## Set task
Print, exactly and completely, every entry in the data.

## Data listing
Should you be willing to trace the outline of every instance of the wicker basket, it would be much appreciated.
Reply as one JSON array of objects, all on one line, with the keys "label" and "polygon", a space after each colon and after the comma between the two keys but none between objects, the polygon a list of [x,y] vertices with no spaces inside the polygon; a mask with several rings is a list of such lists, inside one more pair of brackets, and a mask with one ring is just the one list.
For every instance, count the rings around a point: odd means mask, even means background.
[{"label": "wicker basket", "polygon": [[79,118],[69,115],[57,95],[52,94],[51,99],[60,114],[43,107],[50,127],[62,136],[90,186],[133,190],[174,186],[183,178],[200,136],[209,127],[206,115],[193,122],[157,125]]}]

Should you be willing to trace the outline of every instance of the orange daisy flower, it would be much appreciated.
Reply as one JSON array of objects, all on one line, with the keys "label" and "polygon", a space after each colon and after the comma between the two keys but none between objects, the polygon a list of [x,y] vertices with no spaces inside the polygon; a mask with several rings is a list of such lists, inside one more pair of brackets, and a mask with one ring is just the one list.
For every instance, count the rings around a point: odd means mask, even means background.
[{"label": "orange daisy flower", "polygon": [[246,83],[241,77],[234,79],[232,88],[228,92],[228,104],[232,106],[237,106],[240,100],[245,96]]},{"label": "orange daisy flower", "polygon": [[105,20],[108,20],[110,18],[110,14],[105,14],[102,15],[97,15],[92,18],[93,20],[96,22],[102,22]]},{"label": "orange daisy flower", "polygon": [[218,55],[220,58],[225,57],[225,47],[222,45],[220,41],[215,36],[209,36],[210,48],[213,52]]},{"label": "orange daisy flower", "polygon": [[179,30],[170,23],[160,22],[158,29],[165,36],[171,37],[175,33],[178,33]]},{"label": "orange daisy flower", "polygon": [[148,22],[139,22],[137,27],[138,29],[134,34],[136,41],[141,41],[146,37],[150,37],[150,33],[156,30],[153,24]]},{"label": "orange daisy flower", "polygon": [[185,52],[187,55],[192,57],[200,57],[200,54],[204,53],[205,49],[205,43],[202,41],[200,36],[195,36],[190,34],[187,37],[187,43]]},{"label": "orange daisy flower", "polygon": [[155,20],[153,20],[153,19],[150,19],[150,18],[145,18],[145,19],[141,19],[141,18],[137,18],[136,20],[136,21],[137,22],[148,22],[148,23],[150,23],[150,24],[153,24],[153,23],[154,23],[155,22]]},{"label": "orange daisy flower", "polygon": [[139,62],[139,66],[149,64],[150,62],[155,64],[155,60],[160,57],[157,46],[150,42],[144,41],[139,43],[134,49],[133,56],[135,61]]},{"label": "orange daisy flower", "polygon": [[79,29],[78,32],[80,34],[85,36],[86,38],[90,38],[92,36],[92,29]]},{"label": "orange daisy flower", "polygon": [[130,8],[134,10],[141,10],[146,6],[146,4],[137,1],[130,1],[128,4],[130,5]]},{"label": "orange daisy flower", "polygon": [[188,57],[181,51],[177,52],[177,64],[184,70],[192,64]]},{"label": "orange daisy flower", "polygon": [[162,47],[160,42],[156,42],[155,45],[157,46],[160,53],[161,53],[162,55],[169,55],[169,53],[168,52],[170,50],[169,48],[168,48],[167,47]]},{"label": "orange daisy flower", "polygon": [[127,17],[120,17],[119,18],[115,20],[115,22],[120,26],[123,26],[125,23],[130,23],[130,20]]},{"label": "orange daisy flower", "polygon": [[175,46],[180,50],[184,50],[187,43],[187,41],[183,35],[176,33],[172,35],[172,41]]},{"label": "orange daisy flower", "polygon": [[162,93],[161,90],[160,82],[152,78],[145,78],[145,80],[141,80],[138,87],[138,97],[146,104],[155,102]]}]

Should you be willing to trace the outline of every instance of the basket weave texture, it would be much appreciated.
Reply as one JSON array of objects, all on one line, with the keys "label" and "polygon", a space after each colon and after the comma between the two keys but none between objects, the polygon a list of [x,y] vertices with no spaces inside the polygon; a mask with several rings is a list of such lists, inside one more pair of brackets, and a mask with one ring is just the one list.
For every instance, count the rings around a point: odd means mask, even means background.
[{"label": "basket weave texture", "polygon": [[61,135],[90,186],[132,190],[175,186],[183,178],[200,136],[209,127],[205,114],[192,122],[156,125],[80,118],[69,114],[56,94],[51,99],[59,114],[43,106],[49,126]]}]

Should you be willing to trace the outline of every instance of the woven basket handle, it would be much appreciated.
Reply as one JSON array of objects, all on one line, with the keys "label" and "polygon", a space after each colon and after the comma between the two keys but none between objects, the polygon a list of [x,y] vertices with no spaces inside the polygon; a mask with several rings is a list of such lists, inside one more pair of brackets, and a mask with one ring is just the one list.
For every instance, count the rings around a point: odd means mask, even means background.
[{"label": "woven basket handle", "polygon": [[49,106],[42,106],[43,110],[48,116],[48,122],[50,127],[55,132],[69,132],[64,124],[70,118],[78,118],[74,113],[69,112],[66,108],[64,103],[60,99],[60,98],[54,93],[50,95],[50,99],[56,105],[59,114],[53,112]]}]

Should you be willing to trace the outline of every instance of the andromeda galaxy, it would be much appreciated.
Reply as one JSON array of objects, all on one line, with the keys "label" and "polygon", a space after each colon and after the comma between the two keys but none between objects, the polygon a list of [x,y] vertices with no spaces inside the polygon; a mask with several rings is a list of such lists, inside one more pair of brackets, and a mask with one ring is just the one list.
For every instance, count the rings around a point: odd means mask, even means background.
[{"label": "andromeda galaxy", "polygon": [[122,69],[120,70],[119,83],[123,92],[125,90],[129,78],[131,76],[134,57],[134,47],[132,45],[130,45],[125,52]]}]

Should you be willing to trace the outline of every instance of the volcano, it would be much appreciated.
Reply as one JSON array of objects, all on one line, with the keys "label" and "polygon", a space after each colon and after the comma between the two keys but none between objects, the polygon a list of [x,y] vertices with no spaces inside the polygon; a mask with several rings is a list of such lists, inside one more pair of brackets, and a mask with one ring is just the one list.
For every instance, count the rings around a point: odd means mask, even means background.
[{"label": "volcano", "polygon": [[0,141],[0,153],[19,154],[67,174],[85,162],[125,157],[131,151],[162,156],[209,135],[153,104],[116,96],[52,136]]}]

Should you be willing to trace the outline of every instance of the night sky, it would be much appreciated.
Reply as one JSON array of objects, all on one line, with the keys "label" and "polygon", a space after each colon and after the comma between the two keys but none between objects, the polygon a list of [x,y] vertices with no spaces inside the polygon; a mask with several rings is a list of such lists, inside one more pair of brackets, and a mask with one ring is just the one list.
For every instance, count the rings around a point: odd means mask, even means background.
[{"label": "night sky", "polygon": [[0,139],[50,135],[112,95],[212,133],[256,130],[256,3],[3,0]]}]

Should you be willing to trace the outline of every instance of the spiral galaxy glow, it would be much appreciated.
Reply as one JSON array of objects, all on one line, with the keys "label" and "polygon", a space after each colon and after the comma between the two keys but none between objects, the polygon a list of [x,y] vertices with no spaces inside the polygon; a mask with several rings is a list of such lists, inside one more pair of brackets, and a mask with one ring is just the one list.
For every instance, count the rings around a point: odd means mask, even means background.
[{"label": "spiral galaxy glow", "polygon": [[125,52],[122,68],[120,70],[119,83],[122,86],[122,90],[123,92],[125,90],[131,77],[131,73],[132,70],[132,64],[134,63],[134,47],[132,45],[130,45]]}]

## Response to the task
Should you be willing to trace the outline of every instance of the wicker basket, it would be much appreciated.
Reply as one JSON array of objects, all on one line, with the keys "label" and "polygon", a space after each colon and after the comma between the two keys but none between objects, the polygon a list of [x,y] vertices with no spaces inside the polygon; a mask with several rings is a list of such lists, inside one more pair of brackets, and a mask with one ring is just the one list.
For every instance, count the rings around a point: odd means mask, even means background.
[{"label": "wicker basket", "polygon": [[79,118],[69,115],[57,95],[52,94],[51,99],[60,114],[43,107],[50,127],[62,136],[90,186],[133,190],[174,186],[183,178],[200,136],[209,127],[206,115],[193,122],[157,125]]}]

Should you be willing to trace the outline of every instance of the orange daisy flower, it would be much appreciated.
Reply as one JSON array of objects, all on one line, with the keys "label" and "polygon", a space after each colon and after the comma between the two keys but none between objects, the polygon a list of [x,y] vertices with no spaces inside the polygon; a mask with several rings is a list of such lists, inside one more pair of brackets, and a mask with one ring is just the one list.
For every instance, count the rings around a point: odd means mask, even means background.
[{"label": "orange daisy flower", "polygon": [[246,83],[241,77],[234,79],[232,88],[228,92],[228,104],[232,106],[237,106],[240,100],[245,96]]},{"label": "orange daisy flower", "polygon": [[105,20],[108,20],[110,18],[110,14],[105,14],[102,15],[97,15],[92,18],[93,20],[96,22],[102,22]]},{"label": "orange daisy flower", "polygon": [[218,55],[220,58],[225,57],[225,47],[222,45],[220,41],[215,36],[209,36],[210,48],[213,52]]},{"label": "orange daisy flower", "polygon": [[179,30],[170,23],[160,22],[158,29],[165,36],[171,37],[175,33],[178,33]]},{"label": "orange daisy flower", "polygon": [[148,22],[139,22],[137,27],[138,29],[134,34],[136,41],[141,41],[146,37],[150,37],[150,33],[156,30],[153,24]]},{"label": "orange daisy flower", "polygon": [[185,52],[187,55],[192,57],[200,57],[200,54],[204,53],[205,49],[205,43],[202,41],[200,36],[195,36],[190,34],[187,37],[187,43]]},{"label": "orange daisy flower", "polygon": [[155,20],[153,20],[153,19],[150,19],[150,18],[145,18],[145,19],[141,19],[141,18],[137,18],[136,20],[136,21],[137,22],[148,22],[148,23],[150,23],[150,24],[153,24],[153,23],[154,23],[155,22]]},{"label": "orange daisy flower", "polygon": [[139,62],[139,66],[149,64],[150,62],[155,64],[155,60],[160,57],[157,46],[150,42],[144,41],[139,43],[134,49],[133,56],[135,61]]},{"label": "orange daisy flower", "polygon": [[79,29],[78,32],[80,34],[85,36],[86,38],[90,38],[92,36],[92,29]]},{"label": "orange daisy flower", "polygon": [[130,8],[134,10],[141,10],[146,6],[146,4],[137,1],[130,1],[128,4],[130,5]]},{"label": "orange daisy flower", "polygon": [[188,57],[181,51],[177,52],[177,64],[184,70],[192,64]]},{"label": "orange daisy flower", "polygon": [[162,47],[160,42],[156,42],[155,45],[157,46],[160,53],[161,53],[162,55],[169,55],[169,53],[168,52],[170,50],[169,48],[168,48],[167,47]]},{"label": "orange daisy flower", "polygon": [[127,17],[120,17],[119,18],[115,20],[115,22],[120,26],[123,26],[125,23],[130,23],[130,20]]},{"label": "orange daisy flower", "polygon": [[175,46],[180,50],[184,50],[187,43],[187,41],[183,35],[176,33],[172,35],[172,41]]},{"label": "orange daisy flower", "polygon": [[162,93],[161,90],[160,82],[152,78],[145,78],[145,80],[141,80],[138,87],[138,97],[146,104],[155,102]]}]

Should you be willing to trace the outline of every instance of the basket weave texture, it would be much appreciated.
Reply as one JSON array of objects, all on one line, with the keys "label" and "polygon", a space after each colon and after the comma between the two keys but none between objects, the polygon a list of [x,y] vertices with no spaces inside the polygon; a mask with several rings is a list of such lists, inside one more pair of brackets, and a mask with one ring is just the one list.
For every instance, count the rings around a point: odd means mask, even means background.
[{"label": "basket weave texture", "polygon": [[61,135],[90,186],[132,190],[175,186],[183,178],[200,136],[209,127],[205,114],[192,122],[156,125],[80,118],[69,114],[56,94],[51,99],[59,114],[43,106],[49,126]]}]

Should you be willing to trace the outline of every instance of the woven basket handle, it would be much appreciated.
Reply as one JSON array of objects, all on one line, with the keys "label" and "polygon", a space after each colon and after the comma between the two keys but none between objects, the polygon a list of [x,y] vertices with no spaces inside the polygon; a mask with several rings is a list of such lists, inside one more pair of brackets, and a mask with one ring is just the one list.
For every instance, count the rings around a point: odd means mask, even means background.
[{"label": "woven basket handle", "polygon": [[49,106],[42,106],[43,110],[48,116],[48,122],[50,127],[55,132],[69,132],[64,124],[70,118],[78,118],[74,113],[69,112],[66,108],[64,103],[60,99],[60,98],[54,93],[50,95],[50,99],[56,105],[59,114],[53,112]]}]

Should you be willing to trace the outline of every instance of the andromeda galaxy, it would be much appreciated.
Reply as one JSON array of objects, all on one line, with the keys "label" and "polygon", a space after each colon and after the comma between the two keys but none between objects, the polygon a list of [x,y] vertices with no spaces inside the polygon; a mask with several rings is a list of such lists, inside one more pair of brackets, and a mask with one ring is just the one list.
For every instance, count the rings around a point: odd means mask, even means background.
[{"label": "andromeda galaxy", "polygon": [[122,69],[120,70],[119,83],[123,92],[125,90],[129,78],[131,76],[134,57],[134,47],[132,45],[130,45],[125,52]]}]

Should you be willing to trace the outline of every instance of the volcano, it would be much appreciated.
Reply as one JSON array of objects, all on one line, with the keys "label" and "polygon", a space after each colon and after the comma between the two keys but none between objects, the polygon a list of [x,y] vertices with no spaces inside the polygon; a mask with several rings is a list of such lists, inside one more pair of brackets, and a mask with one ring is just the one list.
For every instance, count the rings around a point: odd means mask, even means background.
[{"label": "volcano", "polygon": [[0,141],[0,153],[19,154],[67,174],[85,162],[125,157],[131,151],[162,156],[209,135],[153,104],[116,96],[52,136]]}]

Should you be willing to trace the outline of every instance of the night sky, it would be much appreciated.
Reply as one JSON array of objects, all on one line, with the keys "label" and "polygon", a space after each colon and after the comma between the two keys but none between objects, the polygon a list of [x,y] vertices with no spaces inside the polygon; a mask with several rings is a list of such lists, inside one more pair of brackets, and a mask with one ring is just the one list.
For every instance, count the rings around a point: odd means mask, even means background.
[{"label": "night sky", "polygon": [[0,139],[50,135],[112,95],[212,133],[256,130],[256,3],[3,0]]}]

Should you be willing to trace the outline of every instance of the spiral galaxy glow, it would be much appreciated.
Reply as one JSON array of objects, all on one line, with the keys "label" and "polygon", a space after each colon and after the comma between the two keys but none between objects, the polygon a list of [x,y] vertices with no spaces inside the polygon; a mask with several rings is a list of such lists, inside one more pair of brackets, and a mask with one ring is just the one list.
For every instance, count the rings around a point: odd means mask, even means background.
[{"label": "spiral galaxy glow", "polygon": [[125,52],[122,68],[120,70],[119,83],[122,86],[122,90],[123,92],[125,90],[131,77],[131,73],[132,70],[132,64],[134,63],[134,47],[132,45],[130,45]]}]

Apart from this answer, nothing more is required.